Word for word, retype every line of the data.
Listed entries below:
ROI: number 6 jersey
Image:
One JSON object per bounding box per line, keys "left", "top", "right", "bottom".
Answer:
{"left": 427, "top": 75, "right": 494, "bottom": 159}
End of Listed entries.
◆ Exercise answer ◆
ROI: number 6 jersey
Image:
One JSON object per bounding box per line, keys "left", "top", "right", "bottom".
Answer:
{"left": 427, "top": 75, "right": 494, "bottom": 159}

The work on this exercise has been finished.